>>>

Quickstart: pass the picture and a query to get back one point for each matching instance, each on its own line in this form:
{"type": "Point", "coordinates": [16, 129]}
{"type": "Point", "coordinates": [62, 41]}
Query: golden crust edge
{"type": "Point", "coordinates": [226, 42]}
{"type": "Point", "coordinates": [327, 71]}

<<<

> **Your goal**
Could you return all of the entries exactly as they stand?

> **Answer to this exercise**
Quickstart: pass the picture and a query to get back one point for each matching instance, each on its own line in this form:
{"type": "Point", "coordinates": [16, 129]}
{"type": "Point", "coordinates": [62, 41]}
Query: golden crust edge
{"type": "Point", "coordinates": [226, 42]}
{"type": "Point", "coordinates": [327, 71]}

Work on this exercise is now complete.